Saved entries:
□ □ □ □ □

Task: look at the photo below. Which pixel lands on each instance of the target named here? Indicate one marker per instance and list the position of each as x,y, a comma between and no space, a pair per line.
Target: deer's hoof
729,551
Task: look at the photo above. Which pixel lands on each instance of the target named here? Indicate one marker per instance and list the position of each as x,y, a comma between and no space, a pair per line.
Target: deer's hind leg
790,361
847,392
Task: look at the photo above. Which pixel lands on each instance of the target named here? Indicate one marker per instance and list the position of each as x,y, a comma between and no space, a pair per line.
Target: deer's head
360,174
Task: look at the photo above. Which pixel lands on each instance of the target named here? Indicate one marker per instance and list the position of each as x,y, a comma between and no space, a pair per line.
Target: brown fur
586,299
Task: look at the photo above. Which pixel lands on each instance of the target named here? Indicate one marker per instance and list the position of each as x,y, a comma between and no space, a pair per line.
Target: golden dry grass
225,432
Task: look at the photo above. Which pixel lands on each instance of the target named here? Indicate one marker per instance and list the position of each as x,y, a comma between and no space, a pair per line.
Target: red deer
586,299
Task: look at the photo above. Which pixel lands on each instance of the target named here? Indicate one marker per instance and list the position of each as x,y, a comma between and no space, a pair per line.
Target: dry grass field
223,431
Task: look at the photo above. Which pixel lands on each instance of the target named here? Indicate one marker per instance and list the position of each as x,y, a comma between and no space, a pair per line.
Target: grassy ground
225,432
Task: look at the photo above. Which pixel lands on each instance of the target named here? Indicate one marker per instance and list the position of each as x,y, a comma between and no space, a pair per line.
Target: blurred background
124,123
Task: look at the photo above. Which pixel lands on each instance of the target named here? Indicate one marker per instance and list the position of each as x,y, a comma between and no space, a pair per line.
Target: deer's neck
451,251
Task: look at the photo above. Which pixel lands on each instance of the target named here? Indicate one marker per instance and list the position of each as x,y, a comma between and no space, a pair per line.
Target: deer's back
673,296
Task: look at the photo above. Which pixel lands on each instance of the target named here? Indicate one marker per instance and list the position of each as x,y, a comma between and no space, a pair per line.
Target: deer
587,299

□ □ □ □ □

▸ TASK DESCRIPTION
When you reach the end of the records, set them all down again exactly.

▸ TASK ANSWER
Task: look at the photo below. Which pixel lands on each instance of the target named here? Indicate one marker per instance and list the position of each as x,y, a comma between and no space, a pair per line.
Target: deer's hoof
729,551
Task: look at the photo above. Which pixel lands on each instance of the target named here? Indicate one marker per instance and list the position of each as x,y, a comma between and no space, a pair per line.
Target: deer's hind leg
790,361
847,392
Task: look at the photo above. Which pixel lands on each instance of the target named here? Indicate one marker per instance and list the position of each as x,y, a comma between and no space, a pair per line.
Target: deer's head
360,174
Task: look at the photo above. Which pixel lands on each instance of the target named here? Indicate one marker per instance and list the position of each as x,y, a comma between and no space, a pair per line.
Target: brown fur
586,299
Task: look at the photo above. Which pixel lands on each instance of the target named here? Indicate one marker per instance and list the position of each as x,y, a comma between and no space, a pair per line.
Target: golden dry grass
225,432
Task: look at the photo above. Which pixel lands on each instance of the target named here? Indicate one marker per instance and list the position of each as x,y, a comma between and no space, a pair per line.
Target: red deer
586,299
Task: look at the photo above. Which pixel lands on each instance of the target named here? Indicate one marker per instance and list the position of each as x,y, a comma between and no space, a pair per line.
Target: dry grass field
223,431
Task: look at the photo above. Which pixel lands on each instance of the target named here? Indicate one marker per instance and list the position of each as x,y, a comma between and no space, a pair per line.
Target: grassy ground
225,432
Task: look at the photo above. Which pixel lands on each instance of the target named here? Indicate one marker per instance and list the position of each as x,y, a comma between and no space, a pair per line.
Target: blurred background
124,123
Task: look at the photo above. Which pixel lands on each instance of the target named here? Indicate one marker per instance and list the position of each as x,y, a comma between and no space, a pair per line.
Target: deer's neck
451,251
Task: look at the photo above. Which pixel lands on each instance of the target named here? Indicate one marker per instance and list the position of each as x,y, a comma between and no space, a pair per line.
Target: deer's back
673,296
Task: look at the photo above. Which pixel lands on each instance of the target named here? Indicate one marker per instance and list the position of each as x,y, a comma between and no space, a pair per line.
Target: deer
587,299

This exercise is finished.